## TASK PROMPT
Retype the records that come next, word for word.

## SUPPLIED ENTRIES

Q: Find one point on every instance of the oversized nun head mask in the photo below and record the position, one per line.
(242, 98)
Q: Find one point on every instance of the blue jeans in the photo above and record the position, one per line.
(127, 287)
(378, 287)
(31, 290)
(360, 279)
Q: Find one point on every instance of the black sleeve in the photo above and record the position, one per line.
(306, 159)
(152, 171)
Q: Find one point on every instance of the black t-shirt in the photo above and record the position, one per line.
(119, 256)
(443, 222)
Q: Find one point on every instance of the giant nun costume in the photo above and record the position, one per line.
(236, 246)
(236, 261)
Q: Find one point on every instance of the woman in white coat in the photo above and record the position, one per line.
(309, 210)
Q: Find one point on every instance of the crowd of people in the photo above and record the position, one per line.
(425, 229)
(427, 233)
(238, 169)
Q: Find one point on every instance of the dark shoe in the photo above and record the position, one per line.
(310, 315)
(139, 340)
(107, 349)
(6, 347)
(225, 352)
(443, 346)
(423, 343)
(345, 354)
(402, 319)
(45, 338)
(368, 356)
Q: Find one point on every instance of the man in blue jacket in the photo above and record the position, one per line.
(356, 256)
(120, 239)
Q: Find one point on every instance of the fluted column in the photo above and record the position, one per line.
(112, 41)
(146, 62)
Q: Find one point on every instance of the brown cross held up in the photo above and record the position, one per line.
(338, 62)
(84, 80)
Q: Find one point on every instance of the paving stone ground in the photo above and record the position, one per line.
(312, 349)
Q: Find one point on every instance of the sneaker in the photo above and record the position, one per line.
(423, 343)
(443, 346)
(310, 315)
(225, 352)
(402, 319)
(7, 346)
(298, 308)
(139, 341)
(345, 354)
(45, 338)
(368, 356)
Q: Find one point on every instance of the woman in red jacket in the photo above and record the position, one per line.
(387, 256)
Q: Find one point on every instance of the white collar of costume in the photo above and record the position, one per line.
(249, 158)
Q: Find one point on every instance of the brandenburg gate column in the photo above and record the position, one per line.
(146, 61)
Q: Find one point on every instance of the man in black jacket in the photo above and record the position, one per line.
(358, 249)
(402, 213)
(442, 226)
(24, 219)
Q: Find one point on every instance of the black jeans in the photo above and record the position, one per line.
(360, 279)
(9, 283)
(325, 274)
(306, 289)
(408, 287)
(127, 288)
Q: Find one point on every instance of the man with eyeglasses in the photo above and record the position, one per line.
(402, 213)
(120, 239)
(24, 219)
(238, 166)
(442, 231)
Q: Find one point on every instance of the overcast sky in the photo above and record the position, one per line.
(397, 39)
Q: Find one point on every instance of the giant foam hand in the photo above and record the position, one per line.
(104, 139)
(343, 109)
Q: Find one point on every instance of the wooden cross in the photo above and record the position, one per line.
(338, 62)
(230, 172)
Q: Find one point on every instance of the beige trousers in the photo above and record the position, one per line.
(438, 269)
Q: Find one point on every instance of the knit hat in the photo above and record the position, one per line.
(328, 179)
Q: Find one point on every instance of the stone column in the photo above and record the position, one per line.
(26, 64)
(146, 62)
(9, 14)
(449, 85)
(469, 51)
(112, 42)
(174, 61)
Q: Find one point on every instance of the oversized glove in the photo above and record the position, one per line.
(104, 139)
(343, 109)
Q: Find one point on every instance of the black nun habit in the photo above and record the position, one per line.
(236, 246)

## EXPECTED ANSWER
Q: Find one point on every instance of the oversized nun head mask in the photo below and record the position, one per line.
(242, 98)
Q: Find one point on every instance of the blue jeans in the photo above and record the position, one per line.
(127, 287)
(378, 287)
(31, 290)
(360, 279)
Q: Find one point on every instance of the black sleeve in the photo above and record the position, one per line.
(306, 159)
(152, 171)
Q: Find one point on every instance of the black t-shirt in the photo above and record the position, one per line.
(119, 256)
(443, 222)
Q: Find one point on every instance of the giant nun costume in the photo above and record the position, one per line.
(236, 246)
(236, 261)
Q: Find one point on every instance of the woman in white coat in the photo above and record the position, one per line.
(309, 210)
Q: Find one point on every instance of the crowd of people in the photo above and record the position, one per line.
(425, 229)
(427, 233)
(238, 169)
Q: Find one point on every instance of the dark shoe in the photo above and record the position, one per line.
(310, 315)
(139, 340)
(107, 349)
(6, 347)
(225, 352)
(443, 346)
(423, 343)
(345, 354)
(402, 319)
(45, 338)
(368, 356)
Q: Find one point on every instance of the man in blue jacket in the photo above and record the position, one per line.
(356, 256)
(120, 239)
Q: Find one point on every instance of the fluted column in the photo above and record the position, one per line.
(112, 41)
(146, 62)
Q: Find one point on every instance of the brown cross held up in the photo above and record the position, one per line.
(338, 62)
(84, 80)
Q: Find one point on every instance of the paving stone ground in the photo above and record the position, one per line.
(312, 349)
Q: Find one point on every instance of the sneaker in the photo above and record the position, one per line.
(423, 343)
(443, 346)
(310, 315)
(225, 352)
(402, 319)
(7, 346)
(298, 308)
(139, 341)
(345, 354)
(45, 338)
(368, 356)
Q: Find one point on every instance of the woman in red jacket in the photo above and record the position, one per line.
(387, 256)
Q: Find one point on every instance of the white collar of costume in the photo above and record the position, one per line.
(249, 158)
Q: Find one point on every instance of the brandenburg gate column in the photo above and record the position, one per line.
(146, 61)
Q: Find one point on every instance of the man in black jacket in the photo above and record the position, one per line.
(358, 249)
(402, 213)
(442, 226)
(24, 219)
Q: Find one point on every instance of the black jeans in the photo above and record the position, one per line.
(360, 279)
(9, 283)
(325, 274)
(306, 289)
(408, 287)
(127, 288)
Q: Find one point on every instance of the man with eyeglasses in the photo above and record the position, one per line.
(402, 213)
(120, 239)
(24, 219)
(238, 166)
(442, 231)
Q: Find one point on every instance of the overcast sky in the photo above and record the position, one per line.
(397, 39)
Q: Find one point on every instance of the giant foam hand in the photo above and record the position, one per line.
(104, 139)
(343, 109)
Q: Find one point on every instance of the wooden cross in the photo above and record the position, one per line.
(338, 62)
(230, 172)
Q: Find one point on every instance of the beige trousers in the photo above and record the position, one per line.
(438, 269)
Q: Find one point on every instance of the knit hat in the photo above and record the position, one per line.
(328, 179)
Q: Find one point on every instance of the stone column in the photo above and record the position, one per line.
(26, 64)
(146, 62)
(9, 14)
(449, 85)
(469, 51)
(112, 42)
(174, 61)
Q: Find one point on every instance of the oversized glove in the photo above and record the position, one per line.
(104, 139)
(343, 109)
Q: Find one point on every instance of the black nun habit in the photo above and record the position, one per line.
(236, 246)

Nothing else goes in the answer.